— Start PROVIDED DATA —

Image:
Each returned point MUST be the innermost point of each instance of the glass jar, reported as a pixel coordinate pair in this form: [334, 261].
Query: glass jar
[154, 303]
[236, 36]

— End PROVIDED DATA —

> [SET EXERCISE]: Extract all of the data shown above and repeat it verbatim.

> [ANSWER FOR THE TASK]:
Image:
Each returned point MUST be the innermost point of each instance of the glass jar, reported as a pixel coordinate pair in this form: [334, 261].
Query: glass jar
[154, 303]
[236, 36]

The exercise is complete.